■ Prompt
From the data below, extract every line that contains the word "gray", treating uppercase and lowercase letters as distinct.
[Start Records for the task]
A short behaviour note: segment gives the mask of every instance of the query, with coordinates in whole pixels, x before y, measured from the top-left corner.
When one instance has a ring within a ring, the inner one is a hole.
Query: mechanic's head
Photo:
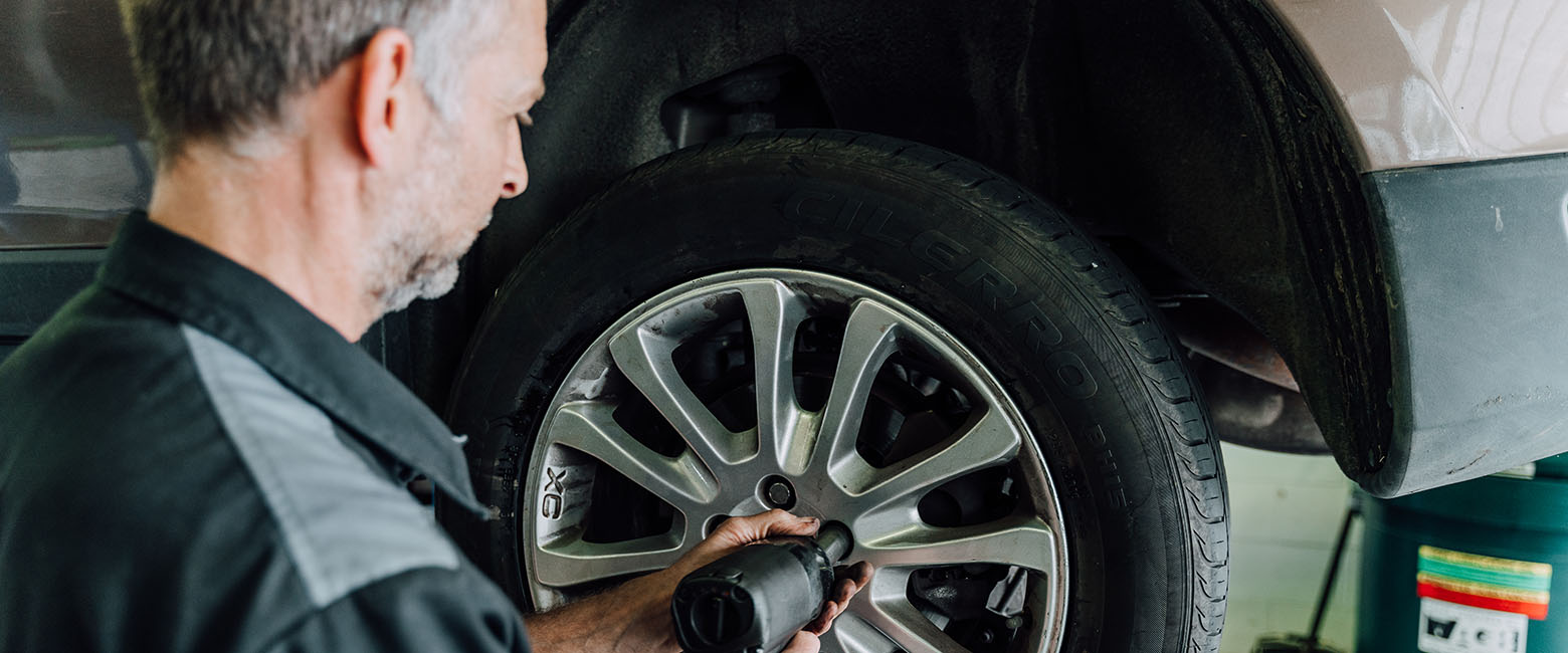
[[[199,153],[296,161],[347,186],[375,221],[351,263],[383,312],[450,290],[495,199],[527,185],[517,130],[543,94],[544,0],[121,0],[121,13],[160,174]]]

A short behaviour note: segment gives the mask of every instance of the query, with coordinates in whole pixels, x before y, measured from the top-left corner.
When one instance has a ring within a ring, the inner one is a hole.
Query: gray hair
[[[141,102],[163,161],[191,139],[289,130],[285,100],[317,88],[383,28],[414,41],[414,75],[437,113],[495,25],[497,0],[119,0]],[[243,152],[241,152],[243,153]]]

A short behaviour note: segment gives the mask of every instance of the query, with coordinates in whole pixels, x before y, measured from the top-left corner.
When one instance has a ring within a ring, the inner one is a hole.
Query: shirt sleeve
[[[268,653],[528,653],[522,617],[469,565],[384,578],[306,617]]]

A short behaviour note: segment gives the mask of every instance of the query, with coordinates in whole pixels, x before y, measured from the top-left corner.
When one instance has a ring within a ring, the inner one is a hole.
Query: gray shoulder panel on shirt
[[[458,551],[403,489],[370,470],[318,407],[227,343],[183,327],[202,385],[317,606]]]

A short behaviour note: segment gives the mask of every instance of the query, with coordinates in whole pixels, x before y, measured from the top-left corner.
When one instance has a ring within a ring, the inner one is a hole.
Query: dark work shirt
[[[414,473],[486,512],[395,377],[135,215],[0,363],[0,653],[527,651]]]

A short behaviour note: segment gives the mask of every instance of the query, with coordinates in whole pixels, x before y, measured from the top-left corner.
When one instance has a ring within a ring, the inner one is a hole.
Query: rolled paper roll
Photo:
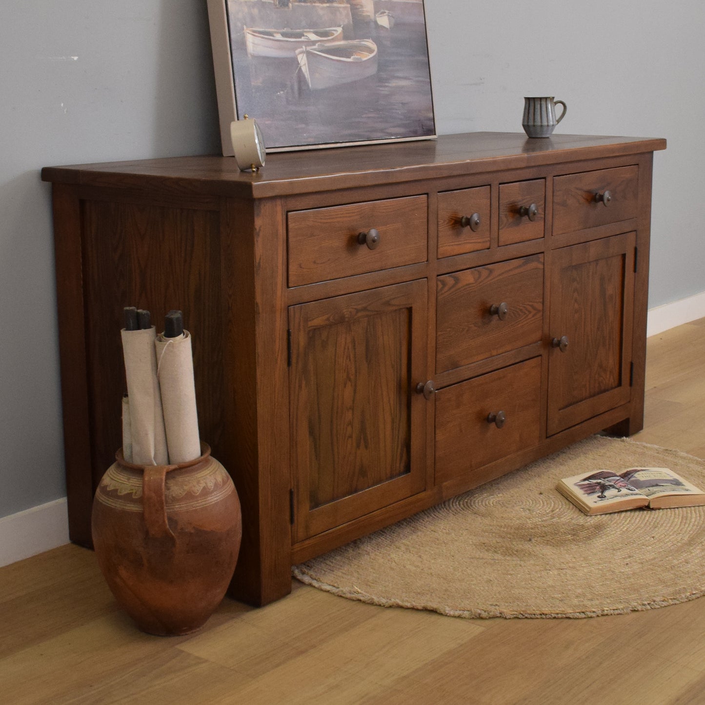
[End Records for the task]
■ Task solution
Query: gray hair
Query: gray shoulder panel on shirt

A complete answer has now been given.